● Directions for this task: Extract each line of the listing below that contains the word "lawn", and copy those lines in full.

Start of Source records

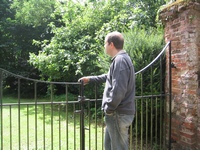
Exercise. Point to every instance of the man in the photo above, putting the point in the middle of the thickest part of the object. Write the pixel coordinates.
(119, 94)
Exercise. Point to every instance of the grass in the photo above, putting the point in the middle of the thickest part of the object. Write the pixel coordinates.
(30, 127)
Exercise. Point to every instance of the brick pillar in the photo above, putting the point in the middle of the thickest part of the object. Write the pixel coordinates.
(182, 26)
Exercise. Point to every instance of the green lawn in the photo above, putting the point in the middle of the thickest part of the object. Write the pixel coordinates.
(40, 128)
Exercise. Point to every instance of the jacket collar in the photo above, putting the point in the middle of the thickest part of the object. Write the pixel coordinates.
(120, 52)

End of Source records
Start of Source records

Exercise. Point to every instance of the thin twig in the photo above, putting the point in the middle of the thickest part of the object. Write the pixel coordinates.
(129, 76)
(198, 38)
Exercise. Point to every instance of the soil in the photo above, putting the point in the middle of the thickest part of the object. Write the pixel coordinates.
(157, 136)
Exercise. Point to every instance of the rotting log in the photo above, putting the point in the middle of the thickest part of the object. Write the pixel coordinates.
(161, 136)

End of Source records
Start of Source records

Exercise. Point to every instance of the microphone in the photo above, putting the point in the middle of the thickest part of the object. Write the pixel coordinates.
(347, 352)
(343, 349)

End of Source records

● Task output:
Exercise. Point to every instance of the green lawn in the photo above, putting the point in the middle of the thickest part of the object. Write the pixel coordinates.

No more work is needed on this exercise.